▶ [Task prompt]: In the passage below about the Federal Reserve's rate announcement, what inflation rate does the Federal Reserve say it is striving to achieve?

▶ [Given passage]:
══════════

Following the Fed’s 75 bp announcement, the price of stocks leaped, as Bitcoin’s (BTC) price went up by 1% one-hour post-announcement. Gold and silver also reacted to the announcement with 0.98% and 1.58% price surges in gold per troy ounce for gold and silver, respectively.
In his subsequent speech, Jerome Powell articulated the necessity for increasing rates and stringent monetary policy, citing the need to combat the country’s ‘red-hot inflation.’ On several instances, the chair has said that the Federal Reserve is striving to achieve the 2% inflation rate, calling it an important goal for the central bank.
When journalists asked Powell whether the Fed would change course by December, the Fed chair said:
“The slowdown in restrictive measures is approaching and could happen at the upcoming meeting or the next.”
The Fed chair also said that Americans could expect more rate increases, though possibly not equal to the magnitude of previous ones. He also explained the uncertainty surrounding the level of interest rates, saying:
“…Even so, we still have some ways to go, and incoming data since our last meeting suggests that the ultimate level of interest rates will be higher than previously expected.”
Industry pundits and market analysts think all the good reports about job increases and rising order rates in the economy are a false narrative to serve as a strategy for the November 8 elections.
“Jerome Powell can talk as much as he wants about the increase in the confidence index, the victory over the recession, and make other hard-to-believe conclusions; the market will not be deceived.”

══════════

▶ [Material shown]:
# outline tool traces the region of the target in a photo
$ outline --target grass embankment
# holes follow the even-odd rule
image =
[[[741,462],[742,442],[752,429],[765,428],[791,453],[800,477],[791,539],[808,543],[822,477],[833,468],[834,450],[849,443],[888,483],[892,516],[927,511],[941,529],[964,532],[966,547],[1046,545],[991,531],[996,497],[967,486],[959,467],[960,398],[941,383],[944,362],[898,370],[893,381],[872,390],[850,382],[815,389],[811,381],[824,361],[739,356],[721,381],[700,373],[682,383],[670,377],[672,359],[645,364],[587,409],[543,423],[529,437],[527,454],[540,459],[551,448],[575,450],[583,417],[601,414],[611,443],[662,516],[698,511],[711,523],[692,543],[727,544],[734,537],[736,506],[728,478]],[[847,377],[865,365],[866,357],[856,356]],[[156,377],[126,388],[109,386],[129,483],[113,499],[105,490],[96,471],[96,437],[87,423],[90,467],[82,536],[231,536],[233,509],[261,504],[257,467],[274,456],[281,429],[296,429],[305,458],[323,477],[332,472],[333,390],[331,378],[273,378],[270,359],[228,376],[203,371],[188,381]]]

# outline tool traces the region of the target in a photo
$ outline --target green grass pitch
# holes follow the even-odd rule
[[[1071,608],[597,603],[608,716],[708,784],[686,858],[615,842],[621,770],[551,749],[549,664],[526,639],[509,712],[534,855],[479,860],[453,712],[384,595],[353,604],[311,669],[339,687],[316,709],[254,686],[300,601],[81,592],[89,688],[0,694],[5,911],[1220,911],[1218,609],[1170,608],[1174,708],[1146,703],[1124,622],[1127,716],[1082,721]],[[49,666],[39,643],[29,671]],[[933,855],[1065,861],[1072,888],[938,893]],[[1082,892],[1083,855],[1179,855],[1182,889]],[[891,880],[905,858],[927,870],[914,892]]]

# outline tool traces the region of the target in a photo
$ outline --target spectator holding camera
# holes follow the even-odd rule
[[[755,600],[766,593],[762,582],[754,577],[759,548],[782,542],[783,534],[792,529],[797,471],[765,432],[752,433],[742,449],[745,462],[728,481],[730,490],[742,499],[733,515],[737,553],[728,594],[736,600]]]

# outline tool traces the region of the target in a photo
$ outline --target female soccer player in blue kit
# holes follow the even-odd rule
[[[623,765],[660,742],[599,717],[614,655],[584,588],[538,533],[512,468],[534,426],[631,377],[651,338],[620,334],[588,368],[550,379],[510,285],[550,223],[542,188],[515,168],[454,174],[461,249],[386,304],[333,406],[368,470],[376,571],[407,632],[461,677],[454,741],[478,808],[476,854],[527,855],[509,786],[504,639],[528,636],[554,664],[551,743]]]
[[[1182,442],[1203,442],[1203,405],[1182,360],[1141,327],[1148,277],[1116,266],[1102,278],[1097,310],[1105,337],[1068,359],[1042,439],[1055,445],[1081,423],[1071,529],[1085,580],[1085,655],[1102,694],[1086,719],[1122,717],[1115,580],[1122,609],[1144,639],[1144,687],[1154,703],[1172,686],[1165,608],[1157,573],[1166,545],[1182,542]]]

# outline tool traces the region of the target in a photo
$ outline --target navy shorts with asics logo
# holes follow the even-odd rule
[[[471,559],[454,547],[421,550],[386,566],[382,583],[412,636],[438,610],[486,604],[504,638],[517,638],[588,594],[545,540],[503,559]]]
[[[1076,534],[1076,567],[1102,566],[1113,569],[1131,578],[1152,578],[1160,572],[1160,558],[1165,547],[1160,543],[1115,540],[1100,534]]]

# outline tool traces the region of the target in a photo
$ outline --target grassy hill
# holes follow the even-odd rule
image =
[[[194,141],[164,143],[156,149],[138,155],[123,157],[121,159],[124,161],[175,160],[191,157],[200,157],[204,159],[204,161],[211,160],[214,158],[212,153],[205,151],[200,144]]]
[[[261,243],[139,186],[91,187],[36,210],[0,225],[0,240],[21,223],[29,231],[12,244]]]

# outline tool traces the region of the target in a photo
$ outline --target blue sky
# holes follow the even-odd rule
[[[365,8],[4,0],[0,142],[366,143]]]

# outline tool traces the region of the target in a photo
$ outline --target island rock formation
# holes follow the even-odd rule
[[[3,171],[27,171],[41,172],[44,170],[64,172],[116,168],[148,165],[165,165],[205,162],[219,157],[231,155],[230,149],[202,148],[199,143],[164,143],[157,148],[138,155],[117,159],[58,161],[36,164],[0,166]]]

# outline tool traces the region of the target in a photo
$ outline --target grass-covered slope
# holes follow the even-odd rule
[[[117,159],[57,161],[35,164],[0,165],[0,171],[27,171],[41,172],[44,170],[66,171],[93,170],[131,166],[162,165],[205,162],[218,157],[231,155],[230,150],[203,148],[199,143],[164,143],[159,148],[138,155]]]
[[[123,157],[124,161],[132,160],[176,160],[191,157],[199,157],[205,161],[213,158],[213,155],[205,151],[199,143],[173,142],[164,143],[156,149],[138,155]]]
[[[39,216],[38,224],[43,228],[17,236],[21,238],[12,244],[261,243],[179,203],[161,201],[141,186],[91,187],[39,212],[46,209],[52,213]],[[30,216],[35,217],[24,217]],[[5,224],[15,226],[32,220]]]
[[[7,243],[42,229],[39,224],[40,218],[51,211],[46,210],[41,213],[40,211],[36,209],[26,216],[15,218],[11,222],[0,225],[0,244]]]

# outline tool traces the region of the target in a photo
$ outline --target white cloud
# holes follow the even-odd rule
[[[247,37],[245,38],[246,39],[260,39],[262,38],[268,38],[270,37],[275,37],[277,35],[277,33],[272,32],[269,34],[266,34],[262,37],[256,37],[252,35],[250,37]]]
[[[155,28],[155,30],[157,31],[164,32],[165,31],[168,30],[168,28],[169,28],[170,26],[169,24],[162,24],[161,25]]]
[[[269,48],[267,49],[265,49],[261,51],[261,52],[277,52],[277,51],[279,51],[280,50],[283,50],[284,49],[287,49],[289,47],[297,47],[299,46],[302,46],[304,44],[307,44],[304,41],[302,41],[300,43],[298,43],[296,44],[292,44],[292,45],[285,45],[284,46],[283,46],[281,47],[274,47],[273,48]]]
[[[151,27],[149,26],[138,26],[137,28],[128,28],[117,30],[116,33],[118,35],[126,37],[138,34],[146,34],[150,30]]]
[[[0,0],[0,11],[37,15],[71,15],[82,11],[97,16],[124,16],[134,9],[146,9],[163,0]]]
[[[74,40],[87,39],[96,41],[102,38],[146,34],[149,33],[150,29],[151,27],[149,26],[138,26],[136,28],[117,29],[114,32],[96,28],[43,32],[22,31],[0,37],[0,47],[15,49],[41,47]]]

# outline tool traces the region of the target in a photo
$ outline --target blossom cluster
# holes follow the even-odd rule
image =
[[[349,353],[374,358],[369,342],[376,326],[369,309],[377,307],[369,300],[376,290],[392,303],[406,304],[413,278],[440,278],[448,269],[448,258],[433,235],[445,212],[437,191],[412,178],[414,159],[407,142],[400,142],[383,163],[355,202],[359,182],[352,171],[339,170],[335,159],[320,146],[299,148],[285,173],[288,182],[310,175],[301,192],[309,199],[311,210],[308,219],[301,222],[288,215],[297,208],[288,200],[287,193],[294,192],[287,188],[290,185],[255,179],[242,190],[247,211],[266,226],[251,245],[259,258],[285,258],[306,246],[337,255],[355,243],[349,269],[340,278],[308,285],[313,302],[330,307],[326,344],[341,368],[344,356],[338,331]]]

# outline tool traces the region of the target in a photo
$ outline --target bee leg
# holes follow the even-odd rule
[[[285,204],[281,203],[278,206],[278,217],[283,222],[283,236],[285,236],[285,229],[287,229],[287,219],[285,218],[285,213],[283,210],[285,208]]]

══════════

▶ [Solved problem]: A 2% inflation rate.